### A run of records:

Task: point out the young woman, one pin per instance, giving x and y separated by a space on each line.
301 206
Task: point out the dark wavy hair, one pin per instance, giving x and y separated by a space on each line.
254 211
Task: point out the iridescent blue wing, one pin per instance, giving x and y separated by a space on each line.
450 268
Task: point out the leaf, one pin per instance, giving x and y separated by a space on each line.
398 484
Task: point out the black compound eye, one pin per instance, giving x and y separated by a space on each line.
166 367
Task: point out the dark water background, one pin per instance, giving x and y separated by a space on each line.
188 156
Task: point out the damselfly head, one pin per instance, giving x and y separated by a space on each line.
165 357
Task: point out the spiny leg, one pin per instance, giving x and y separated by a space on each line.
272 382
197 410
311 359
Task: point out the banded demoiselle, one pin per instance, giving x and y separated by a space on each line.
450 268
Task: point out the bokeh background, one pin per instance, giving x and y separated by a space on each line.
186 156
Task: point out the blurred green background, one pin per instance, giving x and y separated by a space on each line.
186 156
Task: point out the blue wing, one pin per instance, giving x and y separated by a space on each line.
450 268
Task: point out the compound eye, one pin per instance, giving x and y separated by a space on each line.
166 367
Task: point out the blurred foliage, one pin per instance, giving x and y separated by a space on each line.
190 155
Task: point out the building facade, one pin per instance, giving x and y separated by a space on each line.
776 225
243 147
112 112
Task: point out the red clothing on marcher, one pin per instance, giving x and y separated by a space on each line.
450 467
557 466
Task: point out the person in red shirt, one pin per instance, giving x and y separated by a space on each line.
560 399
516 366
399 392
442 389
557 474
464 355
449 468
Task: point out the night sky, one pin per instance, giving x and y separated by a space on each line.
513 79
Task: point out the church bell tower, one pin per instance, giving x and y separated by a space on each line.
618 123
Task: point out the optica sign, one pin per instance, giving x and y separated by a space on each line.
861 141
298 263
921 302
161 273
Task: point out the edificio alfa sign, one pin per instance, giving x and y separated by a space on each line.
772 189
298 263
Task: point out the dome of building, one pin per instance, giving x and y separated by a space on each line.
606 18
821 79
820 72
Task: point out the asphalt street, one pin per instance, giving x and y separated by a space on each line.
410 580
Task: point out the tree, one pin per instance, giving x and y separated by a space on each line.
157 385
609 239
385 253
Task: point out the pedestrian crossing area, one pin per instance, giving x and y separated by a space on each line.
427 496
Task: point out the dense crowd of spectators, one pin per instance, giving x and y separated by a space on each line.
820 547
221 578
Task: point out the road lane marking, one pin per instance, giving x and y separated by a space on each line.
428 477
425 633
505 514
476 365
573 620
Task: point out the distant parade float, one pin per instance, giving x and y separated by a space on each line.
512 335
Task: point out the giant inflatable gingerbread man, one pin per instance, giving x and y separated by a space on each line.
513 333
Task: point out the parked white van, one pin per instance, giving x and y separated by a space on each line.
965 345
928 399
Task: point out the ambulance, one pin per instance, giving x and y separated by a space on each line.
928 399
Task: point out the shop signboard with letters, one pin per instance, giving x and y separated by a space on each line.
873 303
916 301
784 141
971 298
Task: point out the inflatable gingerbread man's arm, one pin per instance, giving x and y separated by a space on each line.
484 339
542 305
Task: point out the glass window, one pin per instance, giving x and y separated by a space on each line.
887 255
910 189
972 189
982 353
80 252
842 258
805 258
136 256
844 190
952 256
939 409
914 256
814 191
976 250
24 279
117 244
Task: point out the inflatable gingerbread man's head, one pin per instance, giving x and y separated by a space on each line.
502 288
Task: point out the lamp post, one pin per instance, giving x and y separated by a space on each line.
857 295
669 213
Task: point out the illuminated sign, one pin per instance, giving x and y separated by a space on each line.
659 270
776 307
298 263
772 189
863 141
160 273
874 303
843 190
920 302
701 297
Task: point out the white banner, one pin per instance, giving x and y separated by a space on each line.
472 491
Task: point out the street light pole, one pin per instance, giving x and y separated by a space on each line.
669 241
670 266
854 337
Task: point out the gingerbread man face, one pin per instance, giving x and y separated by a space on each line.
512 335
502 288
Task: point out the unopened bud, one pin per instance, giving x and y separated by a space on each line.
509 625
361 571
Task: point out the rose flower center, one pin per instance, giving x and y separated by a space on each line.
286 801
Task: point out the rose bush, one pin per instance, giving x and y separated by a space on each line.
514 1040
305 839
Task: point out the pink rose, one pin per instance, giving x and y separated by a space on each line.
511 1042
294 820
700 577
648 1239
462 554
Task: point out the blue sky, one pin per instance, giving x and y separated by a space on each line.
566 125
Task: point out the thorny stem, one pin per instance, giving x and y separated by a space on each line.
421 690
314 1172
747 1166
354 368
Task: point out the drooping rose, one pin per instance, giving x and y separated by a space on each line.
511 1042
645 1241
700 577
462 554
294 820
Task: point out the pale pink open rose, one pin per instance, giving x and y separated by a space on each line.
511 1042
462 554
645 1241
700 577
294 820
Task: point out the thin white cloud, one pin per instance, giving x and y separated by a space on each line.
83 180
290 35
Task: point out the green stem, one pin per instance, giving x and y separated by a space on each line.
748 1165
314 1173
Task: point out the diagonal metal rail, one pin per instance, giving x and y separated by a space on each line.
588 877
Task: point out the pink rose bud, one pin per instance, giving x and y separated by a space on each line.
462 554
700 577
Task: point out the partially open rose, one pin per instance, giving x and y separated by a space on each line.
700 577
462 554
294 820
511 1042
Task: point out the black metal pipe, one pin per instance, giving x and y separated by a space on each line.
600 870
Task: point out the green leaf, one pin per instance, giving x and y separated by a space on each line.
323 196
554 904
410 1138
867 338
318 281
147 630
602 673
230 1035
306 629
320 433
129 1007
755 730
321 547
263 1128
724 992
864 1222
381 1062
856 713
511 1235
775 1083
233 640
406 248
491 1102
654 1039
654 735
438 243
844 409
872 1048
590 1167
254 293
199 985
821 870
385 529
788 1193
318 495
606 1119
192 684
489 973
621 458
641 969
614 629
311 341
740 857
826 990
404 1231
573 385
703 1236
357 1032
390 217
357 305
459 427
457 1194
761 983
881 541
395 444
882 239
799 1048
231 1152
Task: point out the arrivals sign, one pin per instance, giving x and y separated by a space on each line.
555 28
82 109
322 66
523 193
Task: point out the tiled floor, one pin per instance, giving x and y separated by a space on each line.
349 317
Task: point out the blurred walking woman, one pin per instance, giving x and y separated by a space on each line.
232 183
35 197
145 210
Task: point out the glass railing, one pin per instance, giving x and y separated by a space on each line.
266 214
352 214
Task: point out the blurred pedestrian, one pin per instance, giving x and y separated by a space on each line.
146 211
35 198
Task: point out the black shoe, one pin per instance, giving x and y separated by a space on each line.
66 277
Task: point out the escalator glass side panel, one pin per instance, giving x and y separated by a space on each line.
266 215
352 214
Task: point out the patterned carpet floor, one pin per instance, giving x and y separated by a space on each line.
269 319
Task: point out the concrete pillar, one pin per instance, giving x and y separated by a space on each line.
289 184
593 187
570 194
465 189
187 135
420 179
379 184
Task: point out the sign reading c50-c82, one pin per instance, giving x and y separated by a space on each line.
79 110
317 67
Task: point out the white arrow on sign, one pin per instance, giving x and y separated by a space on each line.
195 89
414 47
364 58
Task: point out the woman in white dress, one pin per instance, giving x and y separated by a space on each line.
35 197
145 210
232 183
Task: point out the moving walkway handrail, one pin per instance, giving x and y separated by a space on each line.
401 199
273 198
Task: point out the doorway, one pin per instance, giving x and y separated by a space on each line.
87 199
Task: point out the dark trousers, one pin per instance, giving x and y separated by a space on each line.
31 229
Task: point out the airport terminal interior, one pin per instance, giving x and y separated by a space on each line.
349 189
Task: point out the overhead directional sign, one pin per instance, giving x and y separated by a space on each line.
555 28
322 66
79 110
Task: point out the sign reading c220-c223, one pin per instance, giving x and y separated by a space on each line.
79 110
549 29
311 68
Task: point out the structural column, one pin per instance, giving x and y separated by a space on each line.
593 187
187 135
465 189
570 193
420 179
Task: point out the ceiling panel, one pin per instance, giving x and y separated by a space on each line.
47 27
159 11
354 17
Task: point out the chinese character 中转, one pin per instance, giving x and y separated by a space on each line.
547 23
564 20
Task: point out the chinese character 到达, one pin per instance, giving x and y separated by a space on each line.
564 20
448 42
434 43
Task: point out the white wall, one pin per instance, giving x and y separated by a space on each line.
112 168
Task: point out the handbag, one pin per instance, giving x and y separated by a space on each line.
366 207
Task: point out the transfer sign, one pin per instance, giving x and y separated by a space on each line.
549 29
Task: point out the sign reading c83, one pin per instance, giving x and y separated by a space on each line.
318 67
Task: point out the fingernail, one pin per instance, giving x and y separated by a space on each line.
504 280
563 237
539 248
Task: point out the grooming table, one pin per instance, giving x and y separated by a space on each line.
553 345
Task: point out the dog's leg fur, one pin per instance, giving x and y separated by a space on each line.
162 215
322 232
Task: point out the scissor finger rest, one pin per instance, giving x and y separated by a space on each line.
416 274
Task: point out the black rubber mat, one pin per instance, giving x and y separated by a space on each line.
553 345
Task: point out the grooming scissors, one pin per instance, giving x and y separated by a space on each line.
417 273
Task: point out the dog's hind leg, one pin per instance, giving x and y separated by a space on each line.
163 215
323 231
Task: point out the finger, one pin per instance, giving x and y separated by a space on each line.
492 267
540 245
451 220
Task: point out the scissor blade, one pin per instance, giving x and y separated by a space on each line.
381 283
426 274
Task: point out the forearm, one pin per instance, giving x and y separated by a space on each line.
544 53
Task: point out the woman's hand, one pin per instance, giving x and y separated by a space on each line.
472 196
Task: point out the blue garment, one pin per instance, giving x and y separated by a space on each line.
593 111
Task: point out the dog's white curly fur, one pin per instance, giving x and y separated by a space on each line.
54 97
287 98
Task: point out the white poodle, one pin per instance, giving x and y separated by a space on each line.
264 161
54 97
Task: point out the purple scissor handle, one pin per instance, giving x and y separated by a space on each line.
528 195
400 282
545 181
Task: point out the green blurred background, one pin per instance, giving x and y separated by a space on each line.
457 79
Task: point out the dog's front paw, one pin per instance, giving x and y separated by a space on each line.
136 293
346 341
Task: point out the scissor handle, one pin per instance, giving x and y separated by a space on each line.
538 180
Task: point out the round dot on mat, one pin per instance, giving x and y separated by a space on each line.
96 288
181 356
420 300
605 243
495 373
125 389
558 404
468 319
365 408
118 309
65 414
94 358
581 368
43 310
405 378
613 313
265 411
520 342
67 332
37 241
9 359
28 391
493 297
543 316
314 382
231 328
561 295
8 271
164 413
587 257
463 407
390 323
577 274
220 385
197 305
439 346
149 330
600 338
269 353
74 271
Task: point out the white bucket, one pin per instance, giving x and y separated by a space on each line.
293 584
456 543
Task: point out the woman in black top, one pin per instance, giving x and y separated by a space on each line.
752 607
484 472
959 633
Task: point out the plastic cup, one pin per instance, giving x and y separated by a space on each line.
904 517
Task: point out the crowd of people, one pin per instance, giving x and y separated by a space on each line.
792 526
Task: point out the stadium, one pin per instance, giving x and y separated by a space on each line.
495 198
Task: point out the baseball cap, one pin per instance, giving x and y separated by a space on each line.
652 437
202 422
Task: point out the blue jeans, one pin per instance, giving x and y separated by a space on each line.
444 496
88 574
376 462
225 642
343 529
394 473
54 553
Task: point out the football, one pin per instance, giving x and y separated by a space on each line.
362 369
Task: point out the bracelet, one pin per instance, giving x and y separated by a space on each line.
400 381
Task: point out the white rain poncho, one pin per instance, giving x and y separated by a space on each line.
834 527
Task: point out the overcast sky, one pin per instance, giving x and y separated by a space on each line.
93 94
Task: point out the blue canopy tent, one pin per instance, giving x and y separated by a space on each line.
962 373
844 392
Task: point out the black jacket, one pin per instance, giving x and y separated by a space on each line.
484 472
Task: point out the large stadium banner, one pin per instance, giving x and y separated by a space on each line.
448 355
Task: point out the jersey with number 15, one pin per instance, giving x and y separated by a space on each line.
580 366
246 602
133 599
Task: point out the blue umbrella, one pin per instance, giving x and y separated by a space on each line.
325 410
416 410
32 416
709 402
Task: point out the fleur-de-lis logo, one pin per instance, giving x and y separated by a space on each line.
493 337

### Your instructions:
Copy out exactly the lines from the line with "Task: point out the football, one" to the end of the listing, including both of those lines, and give nothing else.

### Answer to this exercise:
Task: point out the football, one pin per instance, giving x and y separated by a space on each line.
362 369
Task: point out the bracelet, one pin per instance, giving x and y separated by a space on each line.
400 381
Task: point out the white rain poncho, one pin per instance, giving x and y separated by a space on each line.
834 527
Task: point out the overcast sky, one pin per instance, giving x and y separated by a space on each line.
93 94
Task: point out the blue canopy tent, one pin per instance, giving x and y separated by a space on each line.
962 373
844 392
Task: point out the black jacket, one pin per instance, giving x and y separated by a space on each line.
484 472
Task: point out the large stadium banner, one pin per instance, giving x and y separated by a space on each line.
448 355
Task: point out the jersey with number 15, one pin per instance, giving x and y separated by a space on each line.
580 366
246 602
133 599
Task: point out the blue umbrella, one pin per instance, giving x and y separated by a space on each line.
325 410
416 410
32 416
709 402
Task: point out the fleur-de-lis logo, one pin per instance, giving x and y separated by a space on each line.
493 337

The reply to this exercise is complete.